■ SOLICITAÇÃO ESCRITA ■
Transcreva, sem qualquer alteração, as linhas dos itens abaixo. Comece pela linha que contém "drawmask --target forked" e siga até a linha que contém "146 141 L 146", incluindo as duas.

■ DADOS DE ORIGEM ■
***

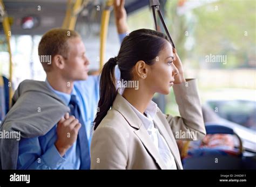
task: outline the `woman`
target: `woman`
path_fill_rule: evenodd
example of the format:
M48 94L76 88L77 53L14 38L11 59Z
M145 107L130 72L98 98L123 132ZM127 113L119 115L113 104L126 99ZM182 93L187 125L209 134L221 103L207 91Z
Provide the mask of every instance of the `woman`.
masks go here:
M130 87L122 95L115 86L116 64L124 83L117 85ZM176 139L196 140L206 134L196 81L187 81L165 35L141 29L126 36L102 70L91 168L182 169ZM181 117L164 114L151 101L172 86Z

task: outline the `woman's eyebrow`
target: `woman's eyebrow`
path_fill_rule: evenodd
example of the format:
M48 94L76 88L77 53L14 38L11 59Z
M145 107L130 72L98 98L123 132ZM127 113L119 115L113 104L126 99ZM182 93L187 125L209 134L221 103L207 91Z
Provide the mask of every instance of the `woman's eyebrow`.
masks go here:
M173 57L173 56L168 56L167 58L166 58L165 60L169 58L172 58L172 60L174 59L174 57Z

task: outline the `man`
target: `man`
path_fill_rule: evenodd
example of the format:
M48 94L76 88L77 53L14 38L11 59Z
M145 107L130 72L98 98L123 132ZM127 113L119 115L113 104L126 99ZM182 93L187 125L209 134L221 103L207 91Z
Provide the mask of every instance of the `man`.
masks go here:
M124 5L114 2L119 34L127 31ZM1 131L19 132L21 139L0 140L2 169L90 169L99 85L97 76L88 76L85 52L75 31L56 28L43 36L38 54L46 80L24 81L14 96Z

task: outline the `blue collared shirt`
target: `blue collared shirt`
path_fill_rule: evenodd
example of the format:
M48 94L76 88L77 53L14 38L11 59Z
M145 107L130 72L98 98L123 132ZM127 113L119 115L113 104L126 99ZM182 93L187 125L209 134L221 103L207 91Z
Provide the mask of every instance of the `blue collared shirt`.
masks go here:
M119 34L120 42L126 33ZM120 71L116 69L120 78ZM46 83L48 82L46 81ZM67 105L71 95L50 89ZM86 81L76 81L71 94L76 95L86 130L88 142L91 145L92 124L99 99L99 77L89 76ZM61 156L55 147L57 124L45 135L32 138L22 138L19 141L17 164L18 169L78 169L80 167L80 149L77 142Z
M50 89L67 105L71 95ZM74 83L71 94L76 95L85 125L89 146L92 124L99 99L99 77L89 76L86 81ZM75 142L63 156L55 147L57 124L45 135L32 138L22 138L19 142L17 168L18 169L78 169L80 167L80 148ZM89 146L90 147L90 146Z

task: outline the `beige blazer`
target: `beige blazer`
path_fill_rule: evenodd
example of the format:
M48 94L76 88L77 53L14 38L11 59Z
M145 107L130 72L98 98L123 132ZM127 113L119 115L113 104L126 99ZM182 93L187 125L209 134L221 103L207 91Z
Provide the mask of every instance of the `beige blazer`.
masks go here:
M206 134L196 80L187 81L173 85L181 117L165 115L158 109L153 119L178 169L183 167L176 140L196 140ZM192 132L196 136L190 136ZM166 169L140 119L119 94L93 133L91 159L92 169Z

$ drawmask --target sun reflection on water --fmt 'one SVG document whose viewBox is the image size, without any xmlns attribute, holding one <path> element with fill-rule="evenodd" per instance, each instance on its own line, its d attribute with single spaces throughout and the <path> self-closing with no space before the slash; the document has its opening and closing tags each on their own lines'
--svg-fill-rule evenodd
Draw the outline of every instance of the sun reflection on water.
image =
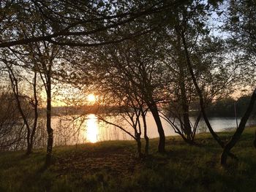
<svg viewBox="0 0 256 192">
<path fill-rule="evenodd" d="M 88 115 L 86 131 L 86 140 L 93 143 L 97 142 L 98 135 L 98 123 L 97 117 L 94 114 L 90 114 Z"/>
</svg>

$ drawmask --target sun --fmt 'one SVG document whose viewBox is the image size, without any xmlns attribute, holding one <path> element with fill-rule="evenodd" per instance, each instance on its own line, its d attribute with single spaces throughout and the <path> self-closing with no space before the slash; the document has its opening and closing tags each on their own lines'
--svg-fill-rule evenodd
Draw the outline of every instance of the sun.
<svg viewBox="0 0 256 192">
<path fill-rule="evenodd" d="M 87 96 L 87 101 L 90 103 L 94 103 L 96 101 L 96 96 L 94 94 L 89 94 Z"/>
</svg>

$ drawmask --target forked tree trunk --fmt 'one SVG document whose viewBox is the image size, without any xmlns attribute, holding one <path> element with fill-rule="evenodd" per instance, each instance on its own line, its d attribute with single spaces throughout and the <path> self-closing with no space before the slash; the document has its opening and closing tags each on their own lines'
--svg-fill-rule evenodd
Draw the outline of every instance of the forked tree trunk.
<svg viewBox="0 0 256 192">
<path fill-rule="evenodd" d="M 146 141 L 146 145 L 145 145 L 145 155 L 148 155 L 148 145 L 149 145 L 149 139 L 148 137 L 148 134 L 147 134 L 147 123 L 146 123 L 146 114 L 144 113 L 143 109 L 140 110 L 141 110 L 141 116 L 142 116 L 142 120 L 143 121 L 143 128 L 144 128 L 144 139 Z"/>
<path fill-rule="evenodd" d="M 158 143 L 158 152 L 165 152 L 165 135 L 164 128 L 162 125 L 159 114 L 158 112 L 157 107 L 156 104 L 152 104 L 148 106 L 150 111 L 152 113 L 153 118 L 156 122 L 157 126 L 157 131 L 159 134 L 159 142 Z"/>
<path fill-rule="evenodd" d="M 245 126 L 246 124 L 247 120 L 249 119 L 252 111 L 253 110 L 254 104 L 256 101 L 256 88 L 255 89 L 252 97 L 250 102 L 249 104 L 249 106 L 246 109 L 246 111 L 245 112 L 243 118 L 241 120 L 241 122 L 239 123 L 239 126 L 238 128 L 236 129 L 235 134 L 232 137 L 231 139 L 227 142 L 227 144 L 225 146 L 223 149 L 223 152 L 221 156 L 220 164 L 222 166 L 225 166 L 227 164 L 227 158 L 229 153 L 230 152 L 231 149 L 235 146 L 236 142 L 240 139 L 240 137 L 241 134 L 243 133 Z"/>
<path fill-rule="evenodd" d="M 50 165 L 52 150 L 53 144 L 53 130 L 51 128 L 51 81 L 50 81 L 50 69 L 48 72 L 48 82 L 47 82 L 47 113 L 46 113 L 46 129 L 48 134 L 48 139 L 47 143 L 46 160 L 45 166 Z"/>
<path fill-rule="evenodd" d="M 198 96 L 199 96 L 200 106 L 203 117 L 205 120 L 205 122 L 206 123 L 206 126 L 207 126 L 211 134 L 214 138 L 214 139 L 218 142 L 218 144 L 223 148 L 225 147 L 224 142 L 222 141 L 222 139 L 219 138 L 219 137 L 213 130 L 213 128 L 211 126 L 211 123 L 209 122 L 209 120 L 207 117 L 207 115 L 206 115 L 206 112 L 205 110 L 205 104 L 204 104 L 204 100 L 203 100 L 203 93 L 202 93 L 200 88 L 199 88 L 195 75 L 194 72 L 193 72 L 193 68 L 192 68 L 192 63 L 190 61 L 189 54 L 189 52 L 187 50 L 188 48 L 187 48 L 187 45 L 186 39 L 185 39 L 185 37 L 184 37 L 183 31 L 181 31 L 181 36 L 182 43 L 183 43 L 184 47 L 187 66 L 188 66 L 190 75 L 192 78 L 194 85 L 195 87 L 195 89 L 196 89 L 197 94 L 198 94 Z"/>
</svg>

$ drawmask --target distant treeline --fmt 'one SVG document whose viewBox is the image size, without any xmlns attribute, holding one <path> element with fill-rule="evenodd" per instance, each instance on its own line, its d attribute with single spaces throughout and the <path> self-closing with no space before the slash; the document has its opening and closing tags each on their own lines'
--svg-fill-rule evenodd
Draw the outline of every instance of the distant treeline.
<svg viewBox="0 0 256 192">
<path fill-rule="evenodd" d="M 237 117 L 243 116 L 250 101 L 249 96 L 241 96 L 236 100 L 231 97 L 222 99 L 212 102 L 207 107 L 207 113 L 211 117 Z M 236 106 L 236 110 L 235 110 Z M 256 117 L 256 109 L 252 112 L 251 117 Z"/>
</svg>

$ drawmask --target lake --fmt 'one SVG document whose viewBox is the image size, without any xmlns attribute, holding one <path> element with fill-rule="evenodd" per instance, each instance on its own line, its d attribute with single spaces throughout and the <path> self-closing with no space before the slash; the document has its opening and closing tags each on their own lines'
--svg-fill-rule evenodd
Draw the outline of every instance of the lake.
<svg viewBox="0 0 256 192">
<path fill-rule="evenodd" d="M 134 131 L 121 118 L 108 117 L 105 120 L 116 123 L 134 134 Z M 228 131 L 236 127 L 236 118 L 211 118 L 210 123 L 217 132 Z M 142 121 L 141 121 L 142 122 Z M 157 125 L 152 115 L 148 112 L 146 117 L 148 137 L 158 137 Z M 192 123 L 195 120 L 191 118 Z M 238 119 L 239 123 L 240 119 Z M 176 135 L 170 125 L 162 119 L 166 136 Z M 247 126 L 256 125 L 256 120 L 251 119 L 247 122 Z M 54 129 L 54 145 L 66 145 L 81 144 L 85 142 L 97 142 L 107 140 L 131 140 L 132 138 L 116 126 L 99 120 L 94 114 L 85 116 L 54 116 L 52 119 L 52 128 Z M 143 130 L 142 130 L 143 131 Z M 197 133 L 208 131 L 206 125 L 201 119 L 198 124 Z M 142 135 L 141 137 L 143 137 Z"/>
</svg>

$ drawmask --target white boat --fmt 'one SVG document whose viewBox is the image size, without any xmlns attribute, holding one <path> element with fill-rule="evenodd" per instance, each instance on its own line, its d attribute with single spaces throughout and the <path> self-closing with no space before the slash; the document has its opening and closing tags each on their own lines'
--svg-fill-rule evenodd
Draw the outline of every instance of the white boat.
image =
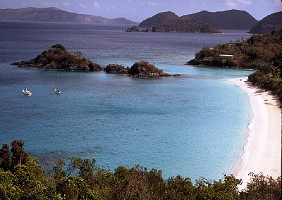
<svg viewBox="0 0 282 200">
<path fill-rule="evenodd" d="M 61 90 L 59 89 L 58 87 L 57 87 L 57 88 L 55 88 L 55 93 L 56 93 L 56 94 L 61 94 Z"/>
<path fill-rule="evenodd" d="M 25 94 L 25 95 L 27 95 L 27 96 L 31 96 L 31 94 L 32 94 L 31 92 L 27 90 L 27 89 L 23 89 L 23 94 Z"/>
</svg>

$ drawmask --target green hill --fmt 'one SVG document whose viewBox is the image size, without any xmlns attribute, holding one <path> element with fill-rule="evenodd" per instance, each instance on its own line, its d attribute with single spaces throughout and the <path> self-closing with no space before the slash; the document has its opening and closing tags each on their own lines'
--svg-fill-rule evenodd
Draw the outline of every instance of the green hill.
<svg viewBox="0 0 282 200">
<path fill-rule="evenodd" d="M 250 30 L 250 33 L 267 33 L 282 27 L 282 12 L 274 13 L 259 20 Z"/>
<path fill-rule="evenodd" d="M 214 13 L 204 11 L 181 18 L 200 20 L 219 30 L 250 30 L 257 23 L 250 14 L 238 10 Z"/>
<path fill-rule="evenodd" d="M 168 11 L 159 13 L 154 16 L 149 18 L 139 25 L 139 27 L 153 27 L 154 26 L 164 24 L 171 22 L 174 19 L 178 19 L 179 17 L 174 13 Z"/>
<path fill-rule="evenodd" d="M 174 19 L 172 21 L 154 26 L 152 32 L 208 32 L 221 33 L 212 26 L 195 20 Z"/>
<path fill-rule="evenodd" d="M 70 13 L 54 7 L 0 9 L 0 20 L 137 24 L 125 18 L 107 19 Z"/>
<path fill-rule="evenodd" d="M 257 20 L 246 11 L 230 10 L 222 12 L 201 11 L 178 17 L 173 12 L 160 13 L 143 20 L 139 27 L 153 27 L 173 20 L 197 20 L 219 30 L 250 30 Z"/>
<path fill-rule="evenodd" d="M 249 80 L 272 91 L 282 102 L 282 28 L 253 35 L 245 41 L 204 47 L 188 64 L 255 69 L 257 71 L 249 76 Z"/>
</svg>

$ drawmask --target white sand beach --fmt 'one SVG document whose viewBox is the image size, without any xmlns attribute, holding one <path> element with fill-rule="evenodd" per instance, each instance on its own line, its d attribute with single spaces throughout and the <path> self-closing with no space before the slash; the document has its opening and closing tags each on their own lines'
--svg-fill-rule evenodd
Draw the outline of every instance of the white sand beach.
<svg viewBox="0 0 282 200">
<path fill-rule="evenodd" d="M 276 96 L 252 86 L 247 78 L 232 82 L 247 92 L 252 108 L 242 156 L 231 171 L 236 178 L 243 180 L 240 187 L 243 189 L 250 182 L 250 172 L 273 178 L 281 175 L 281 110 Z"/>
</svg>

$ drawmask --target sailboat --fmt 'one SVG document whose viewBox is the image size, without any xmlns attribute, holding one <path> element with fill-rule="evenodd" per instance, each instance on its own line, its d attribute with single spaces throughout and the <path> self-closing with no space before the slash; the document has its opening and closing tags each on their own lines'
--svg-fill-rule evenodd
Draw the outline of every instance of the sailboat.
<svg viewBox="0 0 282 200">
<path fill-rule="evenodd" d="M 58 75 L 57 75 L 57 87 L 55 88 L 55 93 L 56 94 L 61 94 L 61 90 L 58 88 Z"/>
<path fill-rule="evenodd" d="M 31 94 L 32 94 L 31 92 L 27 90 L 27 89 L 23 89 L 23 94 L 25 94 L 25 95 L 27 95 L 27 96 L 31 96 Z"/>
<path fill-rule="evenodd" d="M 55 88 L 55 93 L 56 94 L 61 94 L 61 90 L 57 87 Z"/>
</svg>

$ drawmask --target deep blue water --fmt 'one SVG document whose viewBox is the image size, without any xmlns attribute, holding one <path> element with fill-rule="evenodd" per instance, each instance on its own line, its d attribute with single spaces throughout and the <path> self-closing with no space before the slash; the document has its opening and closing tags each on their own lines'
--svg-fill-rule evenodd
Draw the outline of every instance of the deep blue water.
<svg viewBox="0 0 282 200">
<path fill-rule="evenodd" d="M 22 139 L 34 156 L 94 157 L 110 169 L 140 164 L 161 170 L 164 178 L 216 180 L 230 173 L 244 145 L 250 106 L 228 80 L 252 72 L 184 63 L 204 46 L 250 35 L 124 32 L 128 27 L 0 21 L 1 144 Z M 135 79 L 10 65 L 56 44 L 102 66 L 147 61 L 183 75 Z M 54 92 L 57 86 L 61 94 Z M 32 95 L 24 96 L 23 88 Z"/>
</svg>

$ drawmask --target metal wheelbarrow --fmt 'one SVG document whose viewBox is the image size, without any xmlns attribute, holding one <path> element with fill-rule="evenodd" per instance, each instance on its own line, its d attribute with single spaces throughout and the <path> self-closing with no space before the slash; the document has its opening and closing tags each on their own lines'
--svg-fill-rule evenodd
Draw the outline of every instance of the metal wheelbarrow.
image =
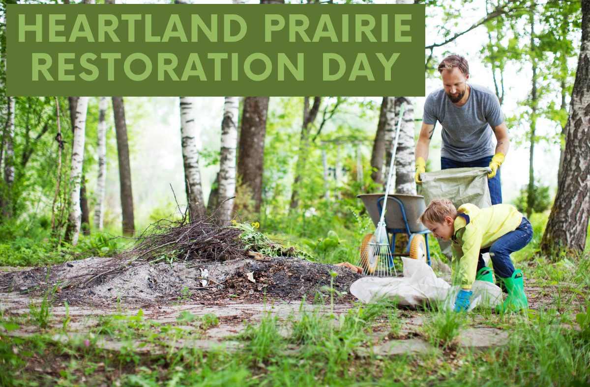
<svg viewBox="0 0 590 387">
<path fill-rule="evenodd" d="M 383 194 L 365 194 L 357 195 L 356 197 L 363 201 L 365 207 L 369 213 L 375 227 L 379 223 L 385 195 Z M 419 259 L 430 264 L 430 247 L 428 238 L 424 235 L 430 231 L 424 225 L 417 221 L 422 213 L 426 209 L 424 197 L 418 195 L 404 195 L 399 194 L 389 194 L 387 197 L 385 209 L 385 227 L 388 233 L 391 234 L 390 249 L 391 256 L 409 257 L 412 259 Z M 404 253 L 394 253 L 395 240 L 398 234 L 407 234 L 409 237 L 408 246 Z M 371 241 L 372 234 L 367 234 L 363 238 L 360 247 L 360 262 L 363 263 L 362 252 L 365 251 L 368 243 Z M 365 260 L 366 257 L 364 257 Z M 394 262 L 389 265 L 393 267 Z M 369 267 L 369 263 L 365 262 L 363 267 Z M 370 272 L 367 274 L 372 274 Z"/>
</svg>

***

■ SAÍDA ESPERADA ■
$ drawmask --target forked tree trunk --fmt 'one SVG document whose viewBox is the image size, without any xmlns attribute, holding one <path> element with fill-rule="evenodd" per instance, each instance on its own line, its d attribute with single spaces throughout and the <path> self-closing with no space before the slash; the document has its opening and closing tags each on their own lines'
--svg-fill-rule evenodd
Draw the outline of every instance of the forked tree trunk.
<svg viewBox="0 0 256 192">
<path fill-rule="evenodd" d="M 146 141 L 146 145 L 145 145 L 145 155 L 148 155 L 148 145 L 149 145 L 149 139 L 148 137 L 148 134 L 147 134 L 147 123 L 146 123 L 146 114 L 144 113 L 143 109 L 140 110 L 141 110 L 141 116 L 142 116 L 142 120 L 143 121 L 143 128 L 144 128 L 144 139 Z"/>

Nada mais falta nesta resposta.